§ **WHAT YOU ARE ASKED TO DO**: Collect every line from the items below that contains the string "surface".

Data entries:
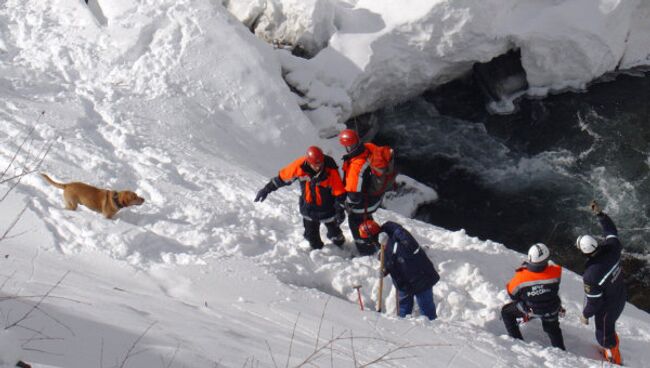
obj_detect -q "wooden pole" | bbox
[377,244,385,313]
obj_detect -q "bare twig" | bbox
[99,337,104,368]
[161,342,181,368]
[314,295,332,350]
[285,313,300,368]
[5,271,70,330]
[0,205,27,241]
[119,322,158,368]
[0,143,53,202]
[0,126,36,183]
[0,270,17,290]
[264,340,278,368]
[330,327,334,368]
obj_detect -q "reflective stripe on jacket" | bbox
[343,143,383,214]
[506,263,562,315]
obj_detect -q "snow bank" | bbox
[231,0,650,127]
[0,0,650,368]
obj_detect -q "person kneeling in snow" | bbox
[501,243,566,350]
[359,220,440,320]
[255,146,345,249]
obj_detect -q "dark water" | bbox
[375,72,650,311]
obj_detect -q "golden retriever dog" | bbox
[41,173,144,219]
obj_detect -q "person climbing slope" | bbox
[255,146,345,249]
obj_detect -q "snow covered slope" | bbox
[0,0,650,368]
[228,0,650,126]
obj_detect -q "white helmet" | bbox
[528,243,551,263]
[576,235,598,254]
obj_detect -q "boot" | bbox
[603,334,623,365]
[330,234,345,248]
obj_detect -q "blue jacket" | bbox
[381,221,440,294]
[582,212,626,318]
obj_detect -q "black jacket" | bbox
[582,212,627,318]
[381,221,440,294]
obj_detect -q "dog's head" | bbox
[117,190,144,207]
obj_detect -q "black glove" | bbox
[255,181,278,202]
[335,207,345,225]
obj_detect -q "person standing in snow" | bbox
[339,129,383,256]
[255,146,345,249]
[576,201,627,365]
[501,243,566,350]
[359,220,440,320]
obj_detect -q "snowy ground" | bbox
[0,0,650,368]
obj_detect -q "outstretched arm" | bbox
[591,201,618,238]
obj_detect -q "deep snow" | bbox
[0,0,650,368]
[226,0,650,134]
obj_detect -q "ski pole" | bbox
[354,285,363,310]
[377,244,384,313]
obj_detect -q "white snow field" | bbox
[0,0,650,368]
[226,0,650,128]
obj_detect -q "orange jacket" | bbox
[343,143,374,193]
[276,156,345,219]
[506,263,562,315]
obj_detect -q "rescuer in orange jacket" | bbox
[339,129,383,255]
[501,243,566,350]
[255,146,345,249]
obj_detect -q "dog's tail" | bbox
[41,173,65,189]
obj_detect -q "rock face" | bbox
[227,0,650,132]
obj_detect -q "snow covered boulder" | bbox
[226,0,336,55]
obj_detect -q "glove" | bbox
[335,207,345,225]
[590,200,603,215]
[377,232,388,245]
[255,181,277,202]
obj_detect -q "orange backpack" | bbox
[364,143,397,196]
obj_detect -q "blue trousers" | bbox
[398,288,438,320]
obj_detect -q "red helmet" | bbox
[339,129,359,147]
[359,220,381,239]
[305,146,325,166]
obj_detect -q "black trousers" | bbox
[594,300,625,349]
[302,217,345,249]
[348,212,378,256]
[501,302,566,350]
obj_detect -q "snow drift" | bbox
[228,0,650,127]
[0,0,650,368]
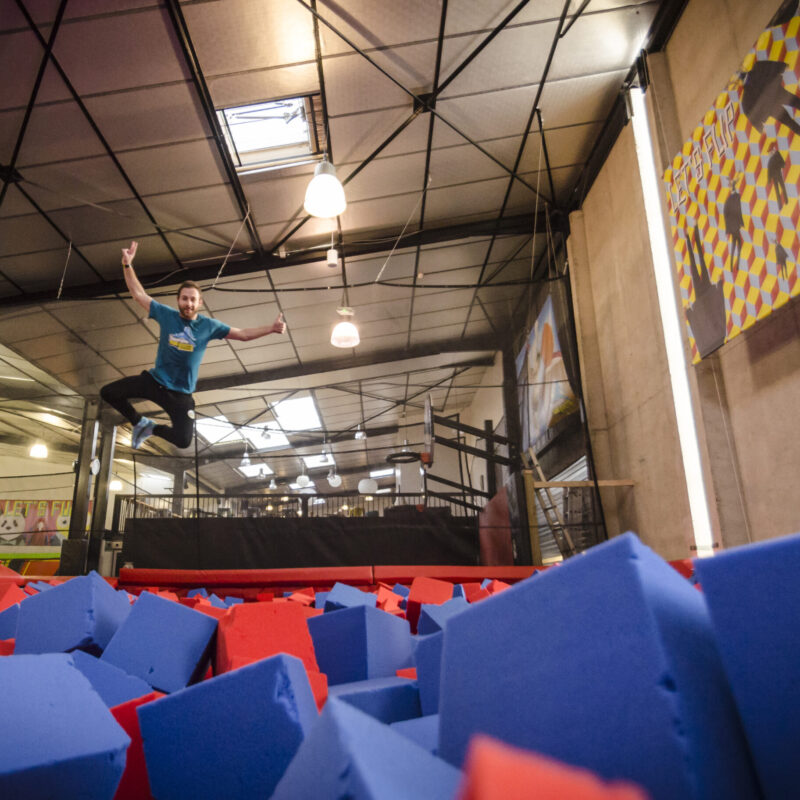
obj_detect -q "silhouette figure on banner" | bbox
[769,234,790,279]
[767,142,789,208]
[722,175,744,272]
[738,61,800,135]
[769,0,800,28]
[686,222,727,358]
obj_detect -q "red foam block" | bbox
[395,667,417,681]
[111,692,164,800]
[219,602,319,674]
[406,575,453,633]
[0,583,28,611]
[457,735,648,800]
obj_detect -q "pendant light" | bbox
[331,306,361,347]
[303,154,347,218]
[328,467,342,489]
[294,458,311,489]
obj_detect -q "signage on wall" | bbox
[0,500,91,547]
[516,295,578,452]
[664,7,800,363]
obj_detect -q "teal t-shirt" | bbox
[150,300,231,394]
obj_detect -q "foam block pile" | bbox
[0,534,800,800]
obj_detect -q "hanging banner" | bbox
[664,12,800,363]
[516,295,578,452]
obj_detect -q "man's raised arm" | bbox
[122,242,152,313]
[225,312,286,342]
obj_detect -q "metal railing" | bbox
[111,492,485,533]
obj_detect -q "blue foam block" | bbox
[272,698,461,800]
[328,678,422,725]
[439,534,758,800]
[0,653,130,800]
[14,572,131,654]
[72,650,153,708]
[137,654,317,800]
[325,581,378,611]
[695,535,800,800]
[390,714,439,755]
[308,603,412,686]
[414,632,444,716]
[100,592,217,692]
[0,603,19,639]
[417,597,469,636]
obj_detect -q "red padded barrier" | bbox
[372,564,542,585]
[119,567,372,594]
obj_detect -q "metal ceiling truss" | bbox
[11,0,183,269]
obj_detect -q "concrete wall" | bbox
[568,125,692,558]
[569,0,800,558]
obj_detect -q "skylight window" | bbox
[272,396,322,431]
[196,416,242,444]
[217,94,325,173]
[236,464,275,478]
[247,422,289,452]
[303,453,336,469]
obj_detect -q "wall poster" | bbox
[0,500,79,547]
[516,295,578,452]
[664,4,800,363]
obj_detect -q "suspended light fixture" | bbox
[331,306,361,347]
[303,155,347,219]
[30,442,47,458]
[358,478,378,494]
[328,467,342,489]
[295,459,311,489]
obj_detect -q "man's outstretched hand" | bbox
[122,242,139,267]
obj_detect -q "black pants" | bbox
[100,372,194,447]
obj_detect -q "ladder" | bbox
[526,447,578,558]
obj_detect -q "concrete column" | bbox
[68,400,99,539]
[567,211,620,537]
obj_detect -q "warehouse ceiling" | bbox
[0,0,680,491]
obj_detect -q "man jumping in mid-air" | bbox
[100,242,286,449]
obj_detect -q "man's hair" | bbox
[178,281,203,297]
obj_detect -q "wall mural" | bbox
[664,10,800,363]
[0,500,77,547]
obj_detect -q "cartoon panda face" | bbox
[0,514,25,542]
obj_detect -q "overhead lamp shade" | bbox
[358,478,378,494]
[328,472,342,489]
[331,306,361,347]
[30,442,47,458]
[303,159,347,218]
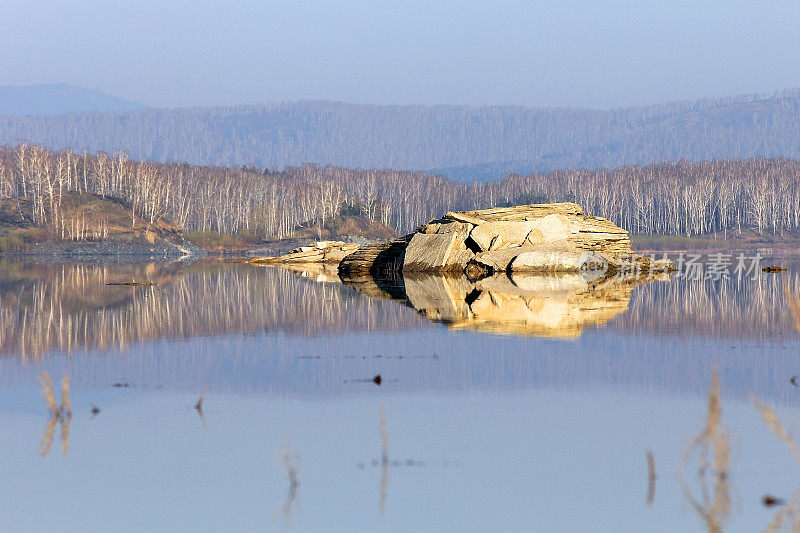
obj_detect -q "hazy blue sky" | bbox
[0,0,800,108]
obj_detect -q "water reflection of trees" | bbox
[612,271,800,337]
[0,261,420,357]
[0,261,800,357]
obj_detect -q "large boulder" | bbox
[394,203,666,279]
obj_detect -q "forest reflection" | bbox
[0,260,421,358]
[0,260,800,358]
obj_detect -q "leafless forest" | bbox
[0,145,800,237]
[0,90,800,181]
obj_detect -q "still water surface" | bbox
[0,258,800,531]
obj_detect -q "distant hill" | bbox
[0,83,146,116]
[0,90,800,181]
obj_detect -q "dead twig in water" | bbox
[194,387,206,426]
[750,395,800,533]
[678,369,731,533]
[783,281,800,333]
[37,371,58,417]
[38,372,72,457]
[645,448,656,505]
[281,445,300,520]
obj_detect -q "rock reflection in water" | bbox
[345,274,648,337]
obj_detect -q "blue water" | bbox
[0,264,800,531]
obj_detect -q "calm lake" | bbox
[0,257,800,532]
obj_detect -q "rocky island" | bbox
[253,202,670,279]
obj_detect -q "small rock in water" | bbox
[761,494,786,507]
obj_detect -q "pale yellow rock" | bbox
[403,232,458,272]
[469,221,536,252]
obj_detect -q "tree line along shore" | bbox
[0,144,800,251]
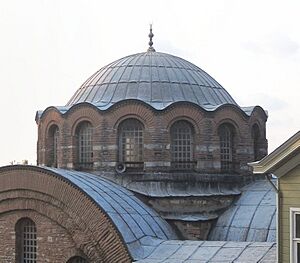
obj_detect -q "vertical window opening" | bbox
[48,125,59,167]
[119,119,144,169]
[171,121,195,170]
[76,122,93,169]
[219,124,234,172]
[16,218,37,263]
[252,124,260,161]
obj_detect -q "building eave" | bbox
[248,131,300,177]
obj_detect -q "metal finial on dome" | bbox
[148,24,155,51]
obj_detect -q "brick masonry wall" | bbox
[0,210,78,263]
[37,101,267,174]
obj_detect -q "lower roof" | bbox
[209,180,276,242]
[136,240,277,263]
[34,166,177,260]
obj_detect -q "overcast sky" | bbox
[0,0,300,165]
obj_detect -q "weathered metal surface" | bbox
[137,241,276,263]
[209,180,276,242]
[43,167,177,260]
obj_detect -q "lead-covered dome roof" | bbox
[66,51,237,110]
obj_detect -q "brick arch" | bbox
[163,104,204,134]
[214,108,247,140]
[106,101,155,127]
[0,166,131,262]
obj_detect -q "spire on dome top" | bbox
[148,24,155,52]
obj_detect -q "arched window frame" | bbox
[47,124,59,167]
[67,256,88,263]
[76,121,93,170]
[219,123,235,172]
[15,218,37,263]
[118,118,144,169]
[251,124,260,161]
[170,120,195,170]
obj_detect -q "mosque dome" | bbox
[66,51,237,110]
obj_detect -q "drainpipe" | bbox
[265,173,281,262]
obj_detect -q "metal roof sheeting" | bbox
[209,180,276,242]
[67,52,237,110]
[43,167,177,260]
[137,240,276,263]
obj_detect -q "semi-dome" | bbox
[66,49,237,110]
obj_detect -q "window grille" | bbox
[119,119,144,168]
[16,218,37,263]
[67,256,88,263]
[47,125,59,167]
[77,122,93,168]
[171,121,195,169]
[252,124,260,161]
[220,125,233,172]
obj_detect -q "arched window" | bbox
[119,119,144,169]
[15,218,37,263]
[252,124,260,161]
[67,256,88,263]
[219,124,234,172]
[76,121,93,169]
[48,125,59,167]
[170,121,195,169]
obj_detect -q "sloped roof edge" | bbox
[248,131,300,174]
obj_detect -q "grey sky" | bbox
[0,0,300,165]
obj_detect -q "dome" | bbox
[66,51,237,110]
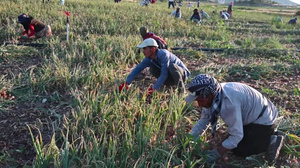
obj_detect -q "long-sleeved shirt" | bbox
[191,82,278,149]
[170,10,181,19]
[23,19,45,37]
[191,13,201,21]
[126,49,190,90]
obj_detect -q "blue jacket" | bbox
[126,49,190,90]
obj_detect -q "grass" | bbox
[0,0,300,167]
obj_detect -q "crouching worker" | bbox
[186,74,284,164]
[18,13,52,38]
[119,38,190,95]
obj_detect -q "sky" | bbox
[290,0,300,5]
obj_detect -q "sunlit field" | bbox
[0,0,300,168]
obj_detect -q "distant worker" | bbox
[170,7,181,19]
[18,13,52,38]
[220,11,228,20]
[191,9,202,24]
[140,0,150,6]
[227,2,233,18]
[223,10,230,19]
[197,1,200,8]
[168,0,175,8]
[200,9,209,20]
[288,18,298,25]
[140,27,168,49]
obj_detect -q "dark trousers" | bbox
[232,124,275,157]
[150,64,186,91]
[169,1,175,8]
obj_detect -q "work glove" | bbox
[119,82,129,92]
[206,149,222,164]
[147,87,154,96]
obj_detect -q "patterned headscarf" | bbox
[186,74,222,137]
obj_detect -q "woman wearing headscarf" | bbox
[18,13,52,38]
[191,9,202,23]
[227,2,233,18]
[186,74,284,164]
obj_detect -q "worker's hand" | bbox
[147,87,154,96]
[119,82,129,92]
[206,149,222,164]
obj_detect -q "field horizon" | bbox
[0,0,300,168]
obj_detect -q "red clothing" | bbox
[22,19,45,37]
[23,24,35,37]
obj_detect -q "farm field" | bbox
[0,0,300,168]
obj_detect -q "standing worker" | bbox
[168,0,175,8]
[170,7,181,19]
[227,2,233,18]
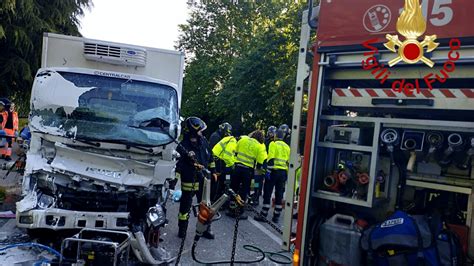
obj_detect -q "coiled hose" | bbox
[191,241,293,265]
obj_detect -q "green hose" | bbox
[191,240,293,265]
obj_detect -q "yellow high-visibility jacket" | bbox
[235,136,267,168]
[212,136,237,167]
[267,140,290,171]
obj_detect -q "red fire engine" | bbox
[283,0,474,265]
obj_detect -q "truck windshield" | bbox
[31,72,179,146]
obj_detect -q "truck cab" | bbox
[17,33,184,264]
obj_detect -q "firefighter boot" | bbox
[253,212,268,222]
[202,225,215,239]
[178,220,188,238]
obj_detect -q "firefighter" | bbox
[227,130,267,220]
[209,122,232,148]
[176,117,215,239]
[3,103,18,161]
[212,131,237,200]
[252,126,277,206]
[254,128,290,223]
[0,99,8,159]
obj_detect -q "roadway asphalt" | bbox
[162,193,289,265]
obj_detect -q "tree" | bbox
[0,0,92,116]
[178,1,304,133]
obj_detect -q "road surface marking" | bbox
[249,217,282,245]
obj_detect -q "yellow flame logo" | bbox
[384,0,439,67]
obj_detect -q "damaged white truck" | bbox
[16,33,184,264]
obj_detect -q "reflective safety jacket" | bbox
[267,140,290,170]
[295,166,301,193]
[0,111,8,129]
[235,136,267,168]
[212,136,237,167]
[4,112,18,131]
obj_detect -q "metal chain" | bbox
[230,207,240,265]
[247,205,283,235]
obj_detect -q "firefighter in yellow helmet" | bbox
[254,128,290,223]
[227,130,267,219]
[211,123,237,200]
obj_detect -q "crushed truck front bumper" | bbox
[16,208,129,230]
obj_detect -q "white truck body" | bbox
[17,33,184,263]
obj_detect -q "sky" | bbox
[80,0,189,50]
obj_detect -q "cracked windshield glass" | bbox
[32,72,179,146]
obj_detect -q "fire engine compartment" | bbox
[303,43,474,264]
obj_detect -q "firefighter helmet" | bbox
[267,126,277,139]
[278,124,291,138]
[219,122,232,136]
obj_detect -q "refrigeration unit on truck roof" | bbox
[41,33,184,104]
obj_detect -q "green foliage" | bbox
[0,0,92,116]
[177,1,305,133]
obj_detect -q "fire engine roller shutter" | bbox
[331,88,474,110]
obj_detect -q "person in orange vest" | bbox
[2,103,18,161]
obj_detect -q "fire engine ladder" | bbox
[282,8,317,250]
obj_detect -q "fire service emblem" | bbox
[384,0,439,67]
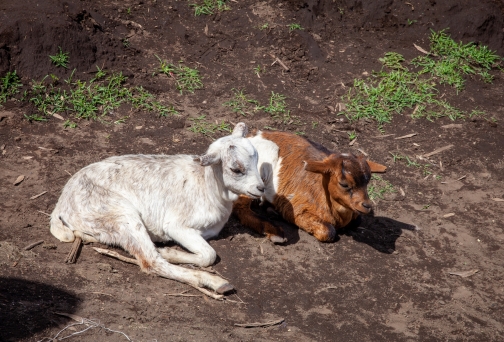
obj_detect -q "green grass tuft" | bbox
[156,56,203,94]
[49,46,70,68]
[368,174,396,201]
[189,115,232,137]
[341,30,501,129]
[190,0,231,16]
[0,70,23,105]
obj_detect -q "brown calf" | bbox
[233,131,386,243]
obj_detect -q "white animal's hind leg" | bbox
[110,222,233,294]
[51,213,75,242]
[158,228,217,267]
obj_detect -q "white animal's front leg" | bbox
[158,228,217,267]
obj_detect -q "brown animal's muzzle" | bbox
[354,200,373,214]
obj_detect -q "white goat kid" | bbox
[51,123,264,297]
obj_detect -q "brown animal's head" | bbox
[305,154,386,214]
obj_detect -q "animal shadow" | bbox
[337,215,416,254]
[0,277,79,342]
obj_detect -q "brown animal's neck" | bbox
[329,198,354,227]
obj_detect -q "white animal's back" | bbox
[51,123,264,293]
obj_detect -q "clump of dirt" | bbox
[0,0,504,341]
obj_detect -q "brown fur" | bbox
[234,132,386,241]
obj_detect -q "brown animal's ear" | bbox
[366,160,387,173]
[303,160,329,173]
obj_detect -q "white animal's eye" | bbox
[340,183,350,189]
[231,168,243,175]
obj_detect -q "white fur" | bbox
[248,131,282,203]
[51,123,264,292]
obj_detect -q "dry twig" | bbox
[423,145,453,158]
[234,318,285,328]
[30,191,47,199]
[38,312,131,342]
[93,247,224,300]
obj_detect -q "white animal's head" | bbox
[197,122,264,198]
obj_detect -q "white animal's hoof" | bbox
[215,283,234,294]
[269,235,287,243]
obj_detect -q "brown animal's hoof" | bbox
[268,235,287,244]
[215,283,234,294]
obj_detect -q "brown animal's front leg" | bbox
[294,213,336,242]
[233,196,287,243]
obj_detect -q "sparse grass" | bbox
[254,65,264,78]
[263,91,288,119]
[341,30,501,129]
[368,174,396,201]
[49,46,70,69]
[411,30,500,93]
[287,23,304,31]
[222,88,262,116]
[223,88,301,125]
[156,56,203,94]
[63,120,77,128]
[347,131,357,141]
[0,68,178,121]
[189,115,232,137]
[0,70,23,105]
[389,152,421,167]
[190,0,231,16]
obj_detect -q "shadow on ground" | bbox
[0,277,79,342]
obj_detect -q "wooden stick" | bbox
[234,318,285,328]
[65,237,82,264]
[93,247,140,266]
[37,210,51,217]
[23,240,44,251]
[165,291,201,297]
[423,145,453,157]
[394,133,417,140]
[30,191,47,199]
[93,247,224,300]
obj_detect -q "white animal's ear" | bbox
[194,153,220,166]
[232,122,248,138]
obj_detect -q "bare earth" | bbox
[0,0,504,342]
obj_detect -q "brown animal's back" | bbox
[262,132,334,223]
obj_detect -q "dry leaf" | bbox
[395,133,417,140]
[441,124,462,128]
[30,191,47,199]
[413,43,430,55]
[423,145,453,157]
[449,270,479,278]
[14,175,24,185]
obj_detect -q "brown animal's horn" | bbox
[366,160,387,173]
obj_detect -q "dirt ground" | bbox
[0,0,504,341]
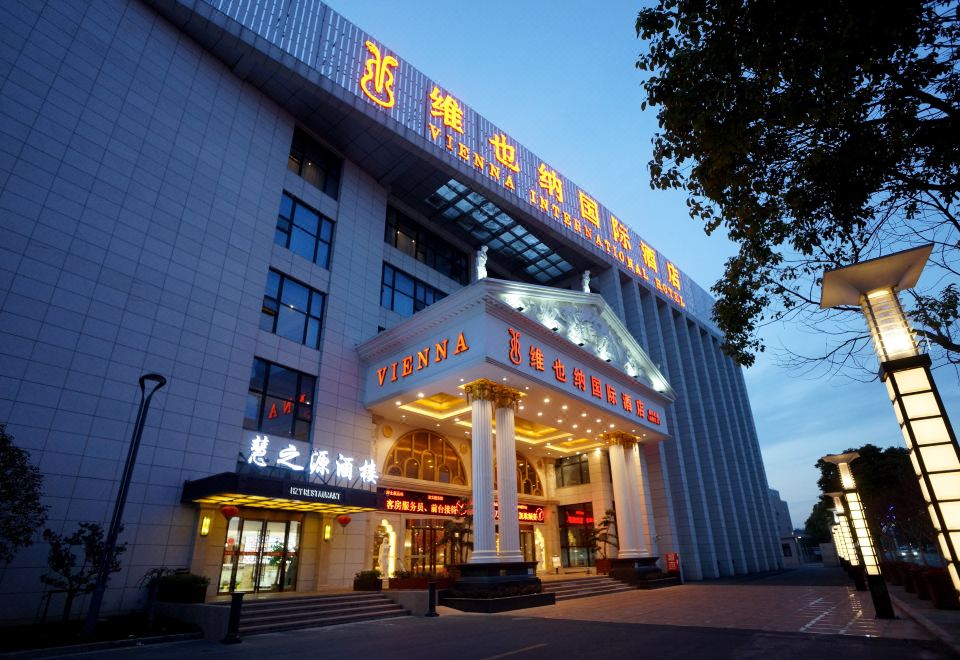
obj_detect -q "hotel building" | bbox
[0,0,782,617]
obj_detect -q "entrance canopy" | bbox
[357,278,674,456]
[180,472,377,514]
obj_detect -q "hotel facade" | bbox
[0,0,782,618]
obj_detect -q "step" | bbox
[240,601,403,627]
[240,609,410,635]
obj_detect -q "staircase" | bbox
[543,575,633,601]
[234,591,410,635]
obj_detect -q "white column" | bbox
[495,388,523,562]
[607,444,640,559]
[624,443,655,557]
[465,383,497,564]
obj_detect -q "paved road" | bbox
[69,568,954,660]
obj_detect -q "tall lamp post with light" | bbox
[823,451,896,619]
[820,245,960,593]
[83,374,167,637]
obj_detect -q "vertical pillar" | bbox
[624,442,656,557]
[464,380,497,564]
[607,439,641,559]
[494,385,523,562]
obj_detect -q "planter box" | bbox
[440,593,557,614]
[389,577,453,589]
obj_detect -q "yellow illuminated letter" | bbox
[360,41,400,108]
[537,163,563,202]
[430,86,463,134]
[489,133,520,172]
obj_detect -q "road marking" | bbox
[480,642,547,660]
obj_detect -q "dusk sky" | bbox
[327,0,960,527]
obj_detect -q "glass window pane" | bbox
[293,204,320,236]
[270,305,307,342]
[313,243,330,268]
[280,193,292,218]
[393,291,413,316]
[267,364,297,400]
[280,278,310,312]
[303,317,320,348]
[290,226,317,261]
[393,271,416,297]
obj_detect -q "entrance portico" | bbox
[357,278,673,563]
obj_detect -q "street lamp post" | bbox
[83,374,167,637]
[820,245,960,593]
[823,451,897,619]
[827,493,867,591]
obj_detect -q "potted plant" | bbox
[590,509,619,575]
[353,569,383,591]
[156,569,210,603]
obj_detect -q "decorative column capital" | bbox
[463,378,497,401]
[600,431,639,449]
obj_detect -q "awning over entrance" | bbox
[180,472,377,514]
[357,278,674,456]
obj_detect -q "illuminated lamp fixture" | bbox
[823,451,896,619]
[820,245,960,593]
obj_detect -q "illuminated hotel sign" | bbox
[244,432,380,485]
[507,327,662,426]
[377,488,544,523]
[356,39,686,307]
[377,332,470,387]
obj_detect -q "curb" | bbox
[0,632,203,660]
[890,594,960,656]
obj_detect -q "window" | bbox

§ **THE COMPLETED TASK**:
obj_detect -q "still water surface" | bbox
obj_detect -q "weathered metal surface" | bbox
obj_detect -q "road surface marking" | bbox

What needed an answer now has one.